▶ [PASSAGE SHOWN]
As suggested above many models of modern sports cars have unusually low slung bumper assemblies which, along with the nose of the car, extend beyond the front wheels of the car several inches more than the bumper assemblies and noses of more conventional family cars. Accordingly, simpler and shorter wheel elevating ramp devices which are suitable for a conventional family car in that they will accommodate the shorter nose of the car from the front wheel and also the higher positioned front bumper assembly but are not suitable for many sports cars in that such conventional wheel elevating devices rise too steeply and the lower slung and longer nose and bumper assembly dimensions of a sports car will impact the wheel elevating devcie before the wheel of the car is elevated to the top level of the wheel elevating device.
There are available today many wheel elevating devices for conventional family cars, for recreational vehicles (RV's) and mobile homes.
Some of the prior art wheel elevating devices designed primarily for cars and recreational vehicles (RV's) are disclosed in U.S. Pat. No. 1,879,123 issued Sep. 27, 1932 to Davis and entitled Portable Repair Stand, U.S. Pat. No. 2,272,334 issued February 10, 1942, to St. Laurent and entitled Compact Vehicle Wheel Raising Device, U.S. Pat. No. 3,178,156 issued Apr. 13, 1965, to Rigers and entitled Mobile Tire Changer Ramp, U.S. Pat. No. 3,638,910 issued Feb. 1, 1972, to Nellis et al, and entitled Car Wheel Support, U.S. Pat. No. 3,752,441, issued Aug. 14, 1978 to Rogers and entitled Vehicle Wheel Elevating and Elevating Device, U.S. Pat. No. 4,165,862 issued Aug. 28, 1979 to Bennett and entitled Leveling Device For Camper Trailers And Like Vehicles, and U.S. Pat. No. 4,427,179 issued January, 1984 to Price and entitled Leveling Apparatus.

▶ [RECORDS SUPPLIED]
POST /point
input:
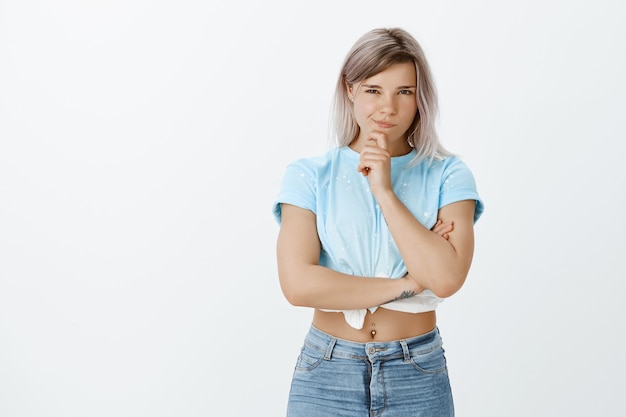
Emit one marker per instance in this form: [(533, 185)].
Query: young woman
[(373, 235)]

▶ [OBJECTIVES]
**a.** In the passage on wheel elevating devices, what is the title of the patent issued to Price in January 1984?
**b.** Resume the passage on wheel elevating devices and extend it beyond its final list of prior patents.

▶ [THE ANSWERS]
**a.** Leveling Apparatus

**b.**
Of the above-mentioned prior art U.S. Patents, the St. Laurent patent, the Rigers patent, the Nellis et al patent, the Bennett patent, and the Price patent all show basically a single, substantially linear ramp rising to a top horizontal surface upon which the wheel ultimately comes to rest. All of the structures mentioned above would be unacceptable for elevating the wheel of a low slung, extended nose and bumper assembly of many of the modern sports cars. The nose or bumper assembly of the sports car would impact the rising ramp (and would thereby be damaged) well before the front wheel was elevated to the top level surface of the wheel elevating device, unless the slope of the ramp was extremely gradual. However, in order to make the ramp slope so gradual as to accommodate a sports car would require an unacceptably long ramp which would not only be very heavy but which would make disassembly for storage and storage itself quite difficult, if not impractical. Certainly the portability of such a device would not be practical except for a large vehicle such as a pick-up truck. Storing such a device in the trunk of the average family car would leave little room for luggage, and storage in the typical sports car trunk would leave virtually no room for luggage.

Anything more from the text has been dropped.